CONSEGNA -> Ricopia senza alcuna modifica le righe riportate qui sotto, partendo da quella che contiene "request: draw the outline of every instance of the hanging" e arrivando fino a quella che contiene "[[929,417],[923,405],[855,405],[865,456],[925,451]]", entrambe incluse.

DATI DELL'ESERCIZIO ->
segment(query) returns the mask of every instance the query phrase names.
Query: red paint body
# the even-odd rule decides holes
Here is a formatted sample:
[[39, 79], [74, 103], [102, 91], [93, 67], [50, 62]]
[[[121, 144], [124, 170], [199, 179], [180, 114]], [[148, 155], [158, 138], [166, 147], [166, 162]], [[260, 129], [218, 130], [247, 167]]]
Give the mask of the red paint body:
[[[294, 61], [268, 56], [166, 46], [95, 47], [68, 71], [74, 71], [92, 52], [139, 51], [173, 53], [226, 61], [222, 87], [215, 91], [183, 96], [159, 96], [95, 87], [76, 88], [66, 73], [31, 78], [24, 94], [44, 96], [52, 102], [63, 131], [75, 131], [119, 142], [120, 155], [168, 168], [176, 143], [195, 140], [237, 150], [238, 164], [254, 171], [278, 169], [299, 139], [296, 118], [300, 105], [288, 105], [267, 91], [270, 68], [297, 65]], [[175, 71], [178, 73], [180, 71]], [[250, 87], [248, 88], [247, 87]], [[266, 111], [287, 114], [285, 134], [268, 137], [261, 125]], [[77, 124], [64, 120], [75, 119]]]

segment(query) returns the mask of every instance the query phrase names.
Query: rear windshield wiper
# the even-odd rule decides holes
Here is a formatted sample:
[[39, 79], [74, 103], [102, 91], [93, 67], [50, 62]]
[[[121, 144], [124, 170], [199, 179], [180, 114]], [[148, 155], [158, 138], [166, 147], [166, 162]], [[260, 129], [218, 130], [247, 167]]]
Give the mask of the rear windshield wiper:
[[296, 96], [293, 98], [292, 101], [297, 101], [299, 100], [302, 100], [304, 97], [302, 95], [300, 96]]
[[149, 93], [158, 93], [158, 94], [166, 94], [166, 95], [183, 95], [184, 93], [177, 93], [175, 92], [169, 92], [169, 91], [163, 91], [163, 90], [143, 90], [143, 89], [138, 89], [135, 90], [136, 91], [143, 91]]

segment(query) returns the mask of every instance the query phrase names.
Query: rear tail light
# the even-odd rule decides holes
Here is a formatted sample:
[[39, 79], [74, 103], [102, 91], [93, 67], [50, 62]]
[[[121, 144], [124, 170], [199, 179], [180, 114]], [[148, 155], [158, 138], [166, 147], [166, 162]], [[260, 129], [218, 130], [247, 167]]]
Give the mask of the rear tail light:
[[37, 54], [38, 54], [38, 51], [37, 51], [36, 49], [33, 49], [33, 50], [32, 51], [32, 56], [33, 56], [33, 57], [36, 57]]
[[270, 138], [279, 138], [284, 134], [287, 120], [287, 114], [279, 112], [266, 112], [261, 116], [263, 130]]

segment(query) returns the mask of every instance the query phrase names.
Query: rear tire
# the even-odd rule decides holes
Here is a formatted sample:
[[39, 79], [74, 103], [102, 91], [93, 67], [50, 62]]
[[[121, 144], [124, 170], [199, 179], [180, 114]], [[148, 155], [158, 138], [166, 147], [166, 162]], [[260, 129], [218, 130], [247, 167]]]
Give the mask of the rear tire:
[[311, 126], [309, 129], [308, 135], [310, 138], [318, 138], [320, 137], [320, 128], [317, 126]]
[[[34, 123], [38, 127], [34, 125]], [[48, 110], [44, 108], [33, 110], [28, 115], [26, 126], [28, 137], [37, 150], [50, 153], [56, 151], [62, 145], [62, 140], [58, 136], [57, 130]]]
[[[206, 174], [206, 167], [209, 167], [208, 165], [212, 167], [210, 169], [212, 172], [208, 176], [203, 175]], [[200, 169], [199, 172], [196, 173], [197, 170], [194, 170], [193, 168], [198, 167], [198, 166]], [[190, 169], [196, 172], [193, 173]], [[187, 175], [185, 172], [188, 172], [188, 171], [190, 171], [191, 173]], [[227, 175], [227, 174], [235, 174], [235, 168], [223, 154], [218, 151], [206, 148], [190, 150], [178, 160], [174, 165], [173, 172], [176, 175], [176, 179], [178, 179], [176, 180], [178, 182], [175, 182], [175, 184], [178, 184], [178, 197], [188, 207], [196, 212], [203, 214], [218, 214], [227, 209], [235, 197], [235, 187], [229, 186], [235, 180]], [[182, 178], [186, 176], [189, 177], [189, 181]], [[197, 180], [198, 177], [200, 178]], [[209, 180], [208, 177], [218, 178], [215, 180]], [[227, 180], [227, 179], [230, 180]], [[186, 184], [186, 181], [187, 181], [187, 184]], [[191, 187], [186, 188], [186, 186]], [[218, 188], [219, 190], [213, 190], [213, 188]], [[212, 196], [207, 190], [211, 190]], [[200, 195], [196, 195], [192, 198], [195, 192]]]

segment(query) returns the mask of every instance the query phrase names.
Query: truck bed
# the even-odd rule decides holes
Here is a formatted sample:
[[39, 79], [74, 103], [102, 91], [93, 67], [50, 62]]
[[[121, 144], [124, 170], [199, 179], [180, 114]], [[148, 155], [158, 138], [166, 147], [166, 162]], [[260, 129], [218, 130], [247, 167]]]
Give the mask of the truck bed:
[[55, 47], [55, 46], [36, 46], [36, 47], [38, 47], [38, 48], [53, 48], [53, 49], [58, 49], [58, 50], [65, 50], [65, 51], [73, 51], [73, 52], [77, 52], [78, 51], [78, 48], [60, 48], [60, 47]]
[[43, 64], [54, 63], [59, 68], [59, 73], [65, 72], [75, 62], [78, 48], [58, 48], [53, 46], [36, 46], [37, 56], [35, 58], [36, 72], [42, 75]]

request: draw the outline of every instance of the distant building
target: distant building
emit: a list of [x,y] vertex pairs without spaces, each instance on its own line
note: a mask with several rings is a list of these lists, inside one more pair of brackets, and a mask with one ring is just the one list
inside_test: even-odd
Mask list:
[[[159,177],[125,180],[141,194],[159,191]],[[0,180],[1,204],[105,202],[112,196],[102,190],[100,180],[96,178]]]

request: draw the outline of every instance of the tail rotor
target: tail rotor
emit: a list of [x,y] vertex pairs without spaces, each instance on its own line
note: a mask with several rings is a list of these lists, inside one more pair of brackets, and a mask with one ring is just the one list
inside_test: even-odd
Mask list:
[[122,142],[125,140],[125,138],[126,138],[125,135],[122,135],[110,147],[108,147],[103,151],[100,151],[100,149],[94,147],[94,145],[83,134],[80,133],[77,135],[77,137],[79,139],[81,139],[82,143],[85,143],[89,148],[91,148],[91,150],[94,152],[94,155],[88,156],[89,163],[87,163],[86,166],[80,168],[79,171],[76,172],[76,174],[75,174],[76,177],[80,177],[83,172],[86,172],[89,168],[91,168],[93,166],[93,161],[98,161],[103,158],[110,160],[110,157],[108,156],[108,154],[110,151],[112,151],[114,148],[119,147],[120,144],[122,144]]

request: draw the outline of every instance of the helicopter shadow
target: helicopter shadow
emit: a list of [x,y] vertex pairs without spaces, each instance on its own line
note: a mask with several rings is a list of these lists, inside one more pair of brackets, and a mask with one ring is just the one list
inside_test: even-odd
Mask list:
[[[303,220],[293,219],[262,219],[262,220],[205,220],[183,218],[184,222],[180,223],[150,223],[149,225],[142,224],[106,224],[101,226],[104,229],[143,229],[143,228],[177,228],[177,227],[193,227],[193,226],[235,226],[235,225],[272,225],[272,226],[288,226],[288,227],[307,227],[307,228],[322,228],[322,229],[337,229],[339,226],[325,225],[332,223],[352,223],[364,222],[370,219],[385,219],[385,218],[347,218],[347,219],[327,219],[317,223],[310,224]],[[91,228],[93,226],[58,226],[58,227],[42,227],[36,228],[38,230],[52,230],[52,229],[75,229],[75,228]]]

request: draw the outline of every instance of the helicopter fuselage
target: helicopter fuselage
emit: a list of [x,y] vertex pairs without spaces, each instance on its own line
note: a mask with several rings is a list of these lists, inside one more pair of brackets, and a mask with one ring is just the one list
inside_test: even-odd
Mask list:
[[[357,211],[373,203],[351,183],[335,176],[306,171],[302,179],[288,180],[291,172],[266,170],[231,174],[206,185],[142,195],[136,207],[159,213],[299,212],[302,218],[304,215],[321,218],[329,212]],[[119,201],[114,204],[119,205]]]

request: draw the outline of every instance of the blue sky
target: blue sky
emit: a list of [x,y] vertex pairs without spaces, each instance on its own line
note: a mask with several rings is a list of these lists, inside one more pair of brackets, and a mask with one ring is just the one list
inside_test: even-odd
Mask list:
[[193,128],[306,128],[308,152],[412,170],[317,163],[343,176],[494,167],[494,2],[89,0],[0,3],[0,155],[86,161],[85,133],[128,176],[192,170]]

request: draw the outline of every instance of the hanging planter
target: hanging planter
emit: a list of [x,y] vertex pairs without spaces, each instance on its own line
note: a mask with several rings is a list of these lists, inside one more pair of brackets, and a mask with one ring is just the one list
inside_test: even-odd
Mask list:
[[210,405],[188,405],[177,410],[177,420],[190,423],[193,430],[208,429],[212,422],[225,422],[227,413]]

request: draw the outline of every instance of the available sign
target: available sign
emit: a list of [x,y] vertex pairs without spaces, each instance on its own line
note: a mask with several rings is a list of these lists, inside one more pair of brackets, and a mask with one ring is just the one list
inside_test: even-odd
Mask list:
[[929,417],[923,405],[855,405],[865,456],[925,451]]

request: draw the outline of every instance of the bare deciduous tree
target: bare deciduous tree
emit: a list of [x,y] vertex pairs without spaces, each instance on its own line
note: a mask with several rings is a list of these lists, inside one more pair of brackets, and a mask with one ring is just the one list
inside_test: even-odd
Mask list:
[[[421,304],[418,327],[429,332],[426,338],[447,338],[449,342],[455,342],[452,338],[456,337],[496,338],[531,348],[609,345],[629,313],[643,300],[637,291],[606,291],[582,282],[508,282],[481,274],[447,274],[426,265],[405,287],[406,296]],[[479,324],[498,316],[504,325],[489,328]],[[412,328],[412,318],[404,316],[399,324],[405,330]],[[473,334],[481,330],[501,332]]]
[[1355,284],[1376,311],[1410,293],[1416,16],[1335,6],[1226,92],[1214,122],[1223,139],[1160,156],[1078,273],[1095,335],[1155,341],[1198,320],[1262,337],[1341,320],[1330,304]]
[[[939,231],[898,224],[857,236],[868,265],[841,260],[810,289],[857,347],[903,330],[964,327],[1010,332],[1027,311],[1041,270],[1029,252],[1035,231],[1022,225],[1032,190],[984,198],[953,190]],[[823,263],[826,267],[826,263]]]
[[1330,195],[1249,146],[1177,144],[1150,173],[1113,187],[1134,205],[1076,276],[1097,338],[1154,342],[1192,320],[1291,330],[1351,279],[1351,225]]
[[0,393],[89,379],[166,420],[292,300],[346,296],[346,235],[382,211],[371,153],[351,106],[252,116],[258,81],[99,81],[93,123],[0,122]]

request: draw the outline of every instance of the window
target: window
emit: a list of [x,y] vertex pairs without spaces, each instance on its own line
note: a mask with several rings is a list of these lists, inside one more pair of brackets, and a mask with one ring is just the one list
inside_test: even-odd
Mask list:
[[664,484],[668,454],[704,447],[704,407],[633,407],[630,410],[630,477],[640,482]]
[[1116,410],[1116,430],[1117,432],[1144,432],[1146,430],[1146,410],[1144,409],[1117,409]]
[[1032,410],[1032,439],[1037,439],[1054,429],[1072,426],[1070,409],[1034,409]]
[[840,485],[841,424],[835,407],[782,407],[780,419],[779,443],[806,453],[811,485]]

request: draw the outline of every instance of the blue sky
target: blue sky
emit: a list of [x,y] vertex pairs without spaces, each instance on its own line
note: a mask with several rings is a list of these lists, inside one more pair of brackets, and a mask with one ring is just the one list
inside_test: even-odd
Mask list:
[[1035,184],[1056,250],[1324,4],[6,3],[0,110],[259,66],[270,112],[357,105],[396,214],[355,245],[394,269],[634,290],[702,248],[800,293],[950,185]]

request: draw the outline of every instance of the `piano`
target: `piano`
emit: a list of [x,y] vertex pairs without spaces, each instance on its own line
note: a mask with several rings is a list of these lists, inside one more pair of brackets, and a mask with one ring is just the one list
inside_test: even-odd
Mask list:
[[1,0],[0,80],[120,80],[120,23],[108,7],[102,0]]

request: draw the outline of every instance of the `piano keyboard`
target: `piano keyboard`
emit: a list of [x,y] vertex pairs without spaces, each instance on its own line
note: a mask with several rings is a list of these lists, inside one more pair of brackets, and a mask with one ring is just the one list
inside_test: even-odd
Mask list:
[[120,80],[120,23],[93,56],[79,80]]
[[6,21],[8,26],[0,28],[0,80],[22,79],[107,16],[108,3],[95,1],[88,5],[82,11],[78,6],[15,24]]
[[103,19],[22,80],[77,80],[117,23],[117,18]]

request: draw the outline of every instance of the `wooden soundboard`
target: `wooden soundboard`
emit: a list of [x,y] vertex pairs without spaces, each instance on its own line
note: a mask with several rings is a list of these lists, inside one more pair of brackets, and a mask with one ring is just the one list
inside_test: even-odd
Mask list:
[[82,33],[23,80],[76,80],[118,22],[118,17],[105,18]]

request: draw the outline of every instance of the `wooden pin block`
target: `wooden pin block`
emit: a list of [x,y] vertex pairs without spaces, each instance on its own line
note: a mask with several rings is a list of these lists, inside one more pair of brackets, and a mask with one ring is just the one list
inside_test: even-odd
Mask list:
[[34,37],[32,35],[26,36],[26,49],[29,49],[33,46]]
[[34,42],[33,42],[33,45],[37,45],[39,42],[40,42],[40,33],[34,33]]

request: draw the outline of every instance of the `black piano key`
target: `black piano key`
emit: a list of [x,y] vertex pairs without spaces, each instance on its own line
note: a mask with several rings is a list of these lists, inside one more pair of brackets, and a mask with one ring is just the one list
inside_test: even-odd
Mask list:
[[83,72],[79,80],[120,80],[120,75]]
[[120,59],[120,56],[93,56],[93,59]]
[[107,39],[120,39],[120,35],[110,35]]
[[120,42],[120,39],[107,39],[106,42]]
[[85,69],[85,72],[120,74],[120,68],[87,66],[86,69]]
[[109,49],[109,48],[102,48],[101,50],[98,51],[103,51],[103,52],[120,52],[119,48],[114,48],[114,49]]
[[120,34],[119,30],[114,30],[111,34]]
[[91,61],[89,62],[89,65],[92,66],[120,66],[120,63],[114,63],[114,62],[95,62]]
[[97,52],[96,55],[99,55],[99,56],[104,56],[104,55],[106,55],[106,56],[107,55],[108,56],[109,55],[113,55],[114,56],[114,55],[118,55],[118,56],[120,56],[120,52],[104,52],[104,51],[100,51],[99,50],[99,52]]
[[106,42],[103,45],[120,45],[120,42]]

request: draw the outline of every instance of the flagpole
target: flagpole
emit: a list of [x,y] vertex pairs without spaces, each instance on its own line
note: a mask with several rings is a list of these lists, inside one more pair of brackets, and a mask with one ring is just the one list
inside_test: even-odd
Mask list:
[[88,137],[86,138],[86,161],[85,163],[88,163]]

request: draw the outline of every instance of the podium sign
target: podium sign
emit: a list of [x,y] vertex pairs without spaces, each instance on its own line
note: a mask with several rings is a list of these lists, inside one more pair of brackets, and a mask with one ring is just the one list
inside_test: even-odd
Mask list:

SOLUZIONE ->
request: draw the outline of every instance of the hanging planter
target: hanging planter
emit: a list of [x,y] vertex pairs without spaces, each instance on its own line
note: a mask with several rings is a list of these lists, inside one more pair of brackets, and a mask with one ring is just the one list
inside_test: even-odd
Mask list:
[[210,405],[188,405],[177,410],[177,420],[190,423],[193,430],[208,429],[212,422],[225,422],[227,413]]

request: draw the outline of every instance of the available sign
target: available sign
emit: a list of [x,y] vertex pairs without spaces, each instance on its own line
note: a mask with several rings is a list of these lists, inside one more pair of brackets, and a mask with one ring is just the one list
inside_test: even-odd
Mask list:
[[929,417],[923,405],[855,405],[865,456],[925,451]]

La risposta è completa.